- **WHAT TO DO**
Quote all lines below exactly. Images stay out.

* START DATASET ROWS *

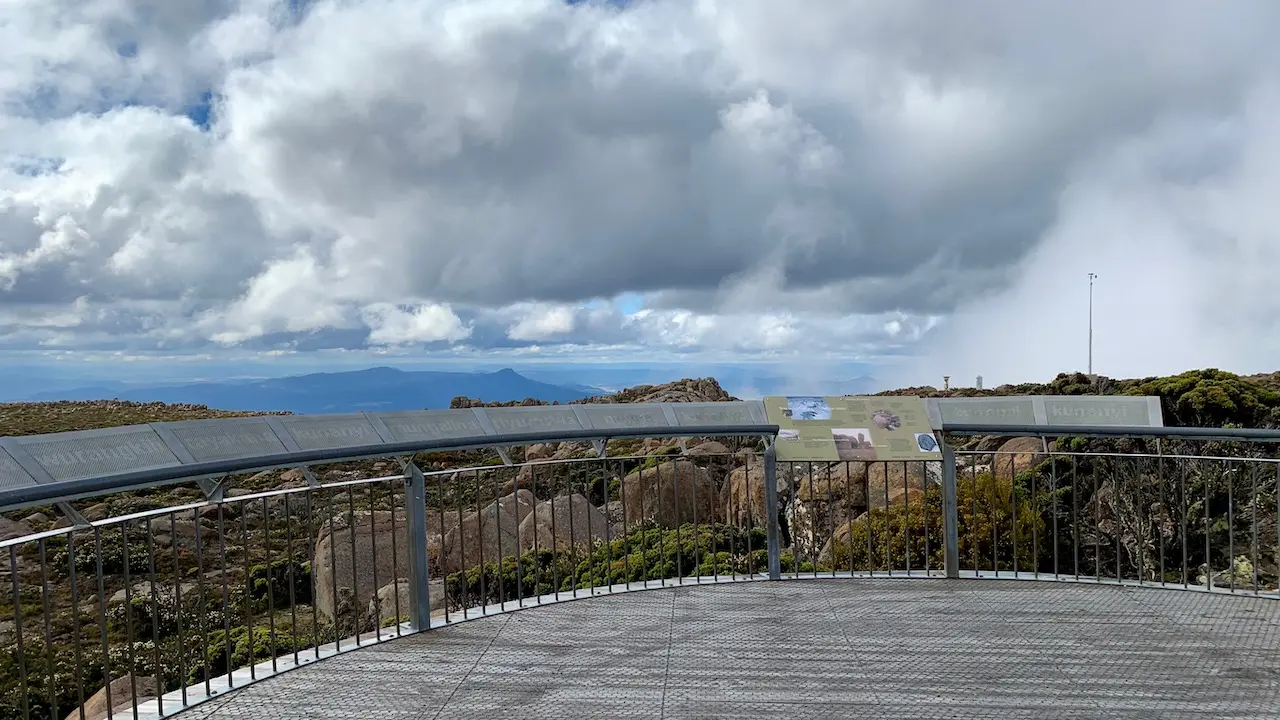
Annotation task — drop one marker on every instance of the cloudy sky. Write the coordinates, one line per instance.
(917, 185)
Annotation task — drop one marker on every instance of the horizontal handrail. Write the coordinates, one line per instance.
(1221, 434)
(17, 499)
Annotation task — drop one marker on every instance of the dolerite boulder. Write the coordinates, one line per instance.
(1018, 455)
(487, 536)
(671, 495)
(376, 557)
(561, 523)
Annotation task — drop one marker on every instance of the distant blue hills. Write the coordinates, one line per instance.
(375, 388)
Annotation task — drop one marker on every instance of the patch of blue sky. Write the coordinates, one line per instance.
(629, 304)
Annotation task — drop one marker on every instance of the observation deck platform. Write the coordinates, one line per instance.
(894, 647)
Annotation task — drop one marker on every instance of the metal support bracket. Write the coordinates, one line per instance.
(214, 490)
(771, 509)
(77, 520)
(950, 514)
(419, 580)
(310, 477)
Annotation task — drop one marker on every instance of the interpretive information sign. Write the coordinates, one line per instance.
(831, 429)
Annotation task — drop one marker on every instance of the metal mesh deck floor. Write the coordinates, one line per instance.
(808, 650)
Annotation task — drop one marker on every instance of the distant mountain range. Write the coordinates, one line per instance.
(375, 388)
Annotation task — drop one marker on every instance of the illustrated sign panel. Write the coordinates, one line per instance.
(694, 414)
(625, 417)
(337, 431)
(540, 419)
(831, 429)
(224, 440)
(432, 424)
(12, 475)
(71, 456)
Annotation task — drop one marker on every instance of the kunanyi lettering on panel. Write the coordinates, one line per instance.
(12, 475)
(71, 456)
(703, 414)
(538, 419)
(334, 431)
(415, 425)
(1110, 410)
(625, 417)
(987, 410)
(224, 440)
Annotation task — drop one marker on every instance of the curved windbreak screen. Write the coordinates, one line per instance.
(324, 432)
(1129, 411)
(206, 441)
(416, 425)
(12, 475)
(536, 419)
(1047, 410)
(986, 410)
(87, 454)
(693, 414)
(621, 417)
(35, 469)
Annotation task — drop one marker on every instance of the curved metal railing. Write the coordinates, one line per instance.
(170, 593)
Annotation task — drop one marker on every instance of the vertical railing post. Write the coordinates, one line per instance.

* END DATASET ROWS *

- **RESULT OF THIS TASK**
Annotation task — drop one marker on every instance of the cloudy sky. Write the coordinates, one line per instance.
(917, 185)
Annotation task — drop one marker on every instance of the horizontal handrail. Write the coordinates, one line per instance.
(1221, 434)
(17, 499)
Annotation task — drop one marker on every instance of the dolerite boulder. Write the coordinates, one line per instance.
(1018, 455)
(487, 536)
(671, 495)
(376, 557)
(561, 523)
Annotation task — drop one marker on every instance of the distant blue hills. Write the coordinates, one line per instance.
(375, 388)
Annotation task — drop one marker on every instance of the patch of blue sky. Write the coordinates, one line per instance.
(629, 304)
Annotation task — drop one marker on every instance of the observation deck platform. Write the coordinates, one line per instance.
(894, 647)
Annotation task — drop one marker on every instance of the metal support bracket. Write the coordinates, one line per instance.
(214, 490)
(771, 509)
(77, 520)
(950, 514)
(419, 580)
(310, 477)
Annotation task — drop one marker on every instance of the interpretive information sign. Write the coordinates, one line per instance.
(831, 429)
Annotation task — drop one marker on every instance of the metal mesh deck floor. Write the coordinates, one line per instance.
(808, 650)
Annotation task — drop one marker on every instance of the distant mountain range. Write the coordinates, one line per instance.
(375, 388)
Annotation task — drop one marker on every instance of the illustrated sign panel. Write the coordinates, one line per instance.
(694, 414)
(625, 417)
(337, 431)
(540, 419)
(831, 429)
(224, 440)
(432, 424)
(12, 475)
(71, 456)
Annotation task — drop one marker on every instance of the kunanyi lettering on panel. Write the coordinates, one line per instance.
(12, 475)
(71, 456)
(703, 414)
(538, 419)
(334, 431)
(415, 425)
(1110, 410)
(625, 417)
(987, 410)
(224, 440)
Annotation task — drop one marker on every instance of the curved windbreak screen. Write the coordinates, one line per instance.
(324, 432)
(1129, 411)
(206, 441)
(416, 425)
(12, 475)
(536, 419)
(1047, 410)
(986, 410)
(87, 454)
(693, 414)
(621, 417)
(35, 469)
Annotation task — drop one marker on every instance of the curved metal railing. Write the coordinates, one line per instance.
(170, 593)
Annotation task — drop one marker on every instance of the vertical railing post. Write the coordinates, one line per instance.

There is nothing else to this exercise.